** START OF DATASET CONTENT **

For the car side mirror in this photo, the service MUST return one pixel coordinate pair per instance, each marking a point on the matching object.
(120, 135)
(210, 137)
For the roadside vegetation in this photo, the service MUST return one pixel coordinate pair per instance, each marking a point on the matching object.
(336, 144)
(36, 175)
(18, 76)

** END OF DATASET CONTENT **

### [YOUR GOAL]
Could you output every line of the records above as a JSON list of strings, one string per line, with blank lines omitted?

### [RESULT OF THE TASK]
[
  "For the car side mirror in this photo, the service MUST return one pixel coordinate pair per instance, each marking a point on the matching object.",
  "(120, 135)",
  "(210, 137)",
  "For the roadside vegetation in this photo, the service MUST return one pixel coordinate pair per instance, each marking a point on the matching object.",
  "(336, 144)",
  "(36, 175)",
  "(18, 76)"
]